(Listed records)
★ ★ ★ ★ ★ ★ ★

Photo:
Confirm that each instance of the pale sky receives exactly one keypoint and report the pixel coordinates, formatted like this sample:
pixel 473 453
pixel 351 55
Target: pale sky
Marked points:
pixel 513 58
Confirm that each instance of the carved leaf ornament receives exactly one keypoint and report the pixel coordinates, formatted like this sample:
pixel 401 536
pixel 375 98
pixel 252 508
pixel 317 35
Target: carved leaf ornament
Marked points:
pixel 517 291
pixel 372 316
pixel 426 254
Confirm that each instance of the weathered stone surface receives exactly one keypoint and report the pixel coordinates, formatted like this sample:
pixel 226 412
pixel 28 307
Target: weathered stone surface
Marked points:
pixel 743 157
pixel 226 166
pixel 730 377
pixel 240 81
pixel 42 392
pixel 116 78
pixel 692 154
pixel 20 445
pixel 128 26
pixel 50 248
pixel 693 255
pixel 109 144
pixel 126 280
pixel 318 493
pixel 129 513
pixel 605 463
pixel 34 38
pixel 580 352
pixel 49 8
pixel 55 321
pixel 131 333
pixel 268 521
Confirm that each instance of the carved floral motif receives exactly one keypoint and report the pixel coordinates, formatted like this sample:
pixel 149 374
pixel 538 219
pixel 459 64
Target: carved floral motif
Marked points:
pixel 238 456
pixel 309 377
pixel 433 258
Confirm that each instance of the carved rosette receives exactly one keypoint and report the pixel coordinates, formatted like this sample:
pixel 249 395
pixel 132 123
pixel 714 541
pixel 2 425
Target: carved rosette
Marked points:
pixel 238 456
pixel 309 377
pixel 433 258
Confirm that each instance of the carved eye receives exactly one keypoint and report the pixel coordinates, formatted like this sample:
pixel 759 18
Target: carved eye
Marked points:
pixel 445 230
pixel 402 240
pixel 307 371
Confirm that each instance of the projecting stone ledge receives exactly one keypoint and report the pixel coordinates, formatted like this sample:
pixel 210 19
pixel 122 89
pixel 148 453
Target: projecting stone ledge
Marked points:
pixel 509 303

★ ★ ★ ★ ★ ★ ★

(Requirement)
Copy every entry above word for word, keeping each line in its original order.

(Solution to the exercise)
Photo:
Confirm that each instance of the pale sky receives exactly one keypoint and report the pixel coordinates, formatted like this sample:
pixel 473 453
pixel 351 55
Target: pale sky
Marked points:
pixel 513 58
Confirm that each instance of the carved leaf ornament receives exactly one keypoint and report the pixel coordinates, formatted like this sample:
pixel 401 536
pixel 375 98
pixel 252 508
pixel 317 35
Target: carved leaf ornament
Marked points:
pixel 517 291
pixel 372 316
pixel 426 254
Confirm that each instance of the weathered stone surface receives exactly one keypoint and report the pixel coordinates, formatted like this sample:
pixel 226 412
pixel 28 307
Target: weathered stone surface
Marked points:
pixel 743 157
pixel 226 166
pixel 730 377
pixel 240 81
pixel 42 392
pixel 116 78
pixel 692 154
pixel 20 445
pixel 128 26
pixel 50 248
pixel 693 255
pixel 109 144
pixel 126 280
pixel 318 493
pixel 129 513
pixel 605 463
pixel 34 38
pixel 580 352
pixel 49 8
pixel 55 321
pixel 131 333
pixel 268 521
Confirm that each instance of the carved floral motif receives exactly one keypoint and report the pixel coordinates, formatted like this sample:
pixel 149 374
pixel 538 219
pixel 459 64
Target: carved floral motif
Marked points:
pixel 238 456
pixel 309 377
pixel 433 258
Confirm that each instance of the carved rosette receives exactly one keypoint and report the pixel coordinates, formatted like this sample:
pixel 249 395
pixel 132 123
pixel 714 541
pixel 2 425
Target: carved rosette
Marked points:
pixel 238 456
pixel 309 377
pixel 433 258
Confirm that each instance of the carved eye receives exactly one keypoint and report the pixel coordinates, formatted like this sample:
pixel 759 18
Target: carved eye
Marked points:
pixel 445 230
pixel 402 240
pixel 307 371
Confirm that each instance of the projecting stone ledge receives exactly one keypoint and report the pixel coordinates, formatted like this sample:
pixel 210 19
pixel 122 89
pixel 148 453
Target: projecting stone ledge
Marked points:
pixel 509 303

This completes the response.